Selected excerpt
— BEGIN —

Promised Land (9781524763183)
Page 13
From the start, Tewes impressed upon Plouffe, and Plouffe in turn impressed upon me, that if we wanted to win Iowa, we needed to run a different kind of campaign. We’d have to work harder and longer, face-to-face, to win over traditional caucus-goers. More important, we’d have to convince a whole lot of likely Obama supporters—young people, people of color, independents—to overcome the various hurdles and hang-ups and participate in the caucus for the very first time. To do it, Tewes insisted on opening offices right away, covering all ninety-nine Iowa counties; and for each office we’d hire a young staffer who, with little pay or day-to-day supervision, would be responsible for engineering their own local political movement.
It was a big investment and an early gamble, but we gave Tewes the green light. He went to work, with an outstanding team of deputies who helped develop his plan: Mitch Stewart, Marygrace Galston, Anne Filipic, and Emily Parcell, all of them smart, disciplined, with experience on multiple campaigns—and under thirty-two years old.
I spent the most time with Emily, who was an Iowa native and had worked for former governor Tom Vilsack. Tewes figured she’d be especially helpful to me as I navigated local politics. She was twenty-six, one of the youngest in the group, with dark hair and sensible clothes, and diminutive enough to pass for a high school senior. I quickly discovered she knew just about every Democrat in the state and had no qualms about giving me very specific instructions at every stop, covering whom I should talk to and which issues the local community most cared about. This information was delivered in a deadpan monotone, along with a look that suggested a low tolerance for foolishness—a quality Emily may have inherited from her mom, who’d worked at the Motorola plant for three decades and still managed to put herself through college.

— END —

(Annotated coordinate records)
— BEGIN —

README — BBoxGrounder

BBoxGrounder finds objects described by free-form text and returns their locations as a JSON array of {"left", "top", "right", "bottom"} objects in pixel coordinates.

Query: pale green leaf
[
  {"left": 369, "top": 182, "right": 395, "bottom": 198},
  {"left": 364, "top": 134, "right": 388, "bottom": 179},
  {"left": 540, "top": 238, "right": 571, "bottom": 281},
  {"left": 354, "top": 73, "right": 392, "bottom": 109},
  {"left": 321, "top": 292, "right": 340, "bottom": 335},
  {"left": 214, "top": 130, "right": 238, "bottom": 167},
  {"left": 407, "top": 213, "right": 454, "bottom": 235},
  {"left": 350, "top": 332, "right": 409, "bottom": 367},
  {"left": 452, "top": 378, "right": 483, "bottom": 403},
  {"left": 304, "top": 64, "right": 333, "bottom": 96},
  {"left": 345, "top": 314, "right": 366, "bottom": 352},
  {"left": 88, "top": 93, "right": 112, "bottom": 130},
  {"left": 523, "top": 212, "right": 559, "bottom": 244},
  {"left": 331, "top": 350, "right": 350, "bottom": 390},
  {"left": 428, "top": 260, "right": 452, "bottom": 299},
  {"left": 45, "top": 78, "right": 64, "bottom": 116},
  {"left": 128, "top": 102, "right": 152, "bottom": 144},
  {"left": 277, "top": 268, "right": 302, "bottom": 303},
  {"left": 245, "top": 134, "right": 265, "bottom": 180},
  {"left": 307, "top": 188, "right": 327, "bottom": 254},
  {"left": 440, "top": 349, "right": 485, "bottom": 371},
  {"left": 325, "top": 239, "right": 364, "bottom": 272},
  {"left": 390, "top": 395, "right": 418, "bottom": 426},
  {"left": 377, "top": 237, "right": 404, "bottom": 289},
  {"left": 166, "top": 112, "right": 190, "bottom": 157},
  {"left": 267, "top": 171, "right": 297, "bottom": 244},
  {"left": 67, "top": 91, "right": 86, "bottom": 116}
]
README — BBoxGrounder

— END —

Objective
Please answer these questions about the Promised Land excerpt:
(a) How many Iowa counties did Tewes want the campaign's offices to cover?
(b) All of Tewes's deputies were under what age?
(c) Where did Emily's mom work, and for how long?

Correct answer
(a) All ninety-nine Iowa counties.
(b) Thirty-two years old.
(c) At the Motorola plant, for three decades.